• _PROVIDED ENTRIES_:
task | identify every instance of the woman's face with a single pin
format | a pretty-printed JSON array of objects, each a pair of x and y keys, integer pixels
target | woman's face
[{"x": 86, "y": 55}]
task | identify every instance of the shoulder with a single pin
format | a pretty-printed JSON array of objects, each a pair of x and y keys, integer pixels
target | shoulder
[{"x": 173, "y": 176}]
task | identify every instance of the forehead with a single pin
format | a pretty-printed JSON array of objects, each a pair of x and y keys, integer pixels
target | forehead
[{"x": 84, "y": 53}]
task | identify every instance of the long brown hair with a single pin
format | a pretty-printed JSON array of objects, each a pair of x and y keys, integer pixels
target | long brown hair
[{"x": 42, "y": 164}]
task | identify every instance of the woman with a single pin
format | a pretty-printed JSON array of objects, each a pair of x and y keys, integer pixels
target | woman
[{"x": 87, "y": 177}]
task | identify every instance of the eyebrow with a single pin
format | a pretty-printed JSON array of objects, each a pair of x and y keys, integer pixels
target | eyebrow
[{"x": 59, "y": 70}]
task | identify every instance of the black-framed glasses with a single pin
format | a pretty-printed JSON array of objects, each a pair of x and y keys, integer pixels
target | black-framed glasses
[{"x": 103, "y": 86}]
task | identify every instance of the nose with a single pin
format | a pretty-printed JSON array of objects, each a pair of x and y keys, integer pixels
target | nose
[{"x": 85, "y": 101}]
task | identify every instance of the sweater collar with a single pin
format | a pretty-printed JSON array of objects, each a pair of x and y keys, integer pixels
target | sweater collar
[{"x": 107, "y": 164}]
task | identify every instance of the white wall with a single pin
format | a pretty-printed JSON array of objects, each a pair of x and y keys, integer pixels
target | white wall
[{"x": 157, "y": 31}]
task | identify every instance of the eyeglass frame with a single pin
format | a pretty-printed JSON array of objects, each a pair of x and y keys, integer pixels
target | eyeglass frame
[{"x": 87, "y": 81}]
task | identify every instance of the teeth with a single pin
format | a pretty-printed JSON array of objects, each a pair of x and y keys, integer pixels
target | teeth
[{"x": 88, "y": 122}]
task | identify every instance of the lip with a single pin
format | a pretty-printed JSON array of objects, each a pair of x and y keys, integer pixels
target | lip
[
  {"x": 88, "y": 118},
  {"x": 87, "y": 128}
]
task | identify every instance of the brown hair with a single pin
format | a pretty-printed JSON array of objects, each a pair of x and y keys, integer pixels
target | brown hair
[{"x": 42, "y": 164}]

• _SET TASK_: Can you arrange the rows from the line containing "task | identify every instance of the brown", that line included, through the last row as a JSON list of strings, one string per line and no blank lines?

• _WRITTEN SOLUTION_:
[
  "task | identify every instance of the brown hair with a single pin",
  "format | a pretty-printed JSON array of objects, each a pair of x and y keys, integer pixels",
  "target | brown hair",
  "[{\"x\": 42, \"y\": 164}]"
]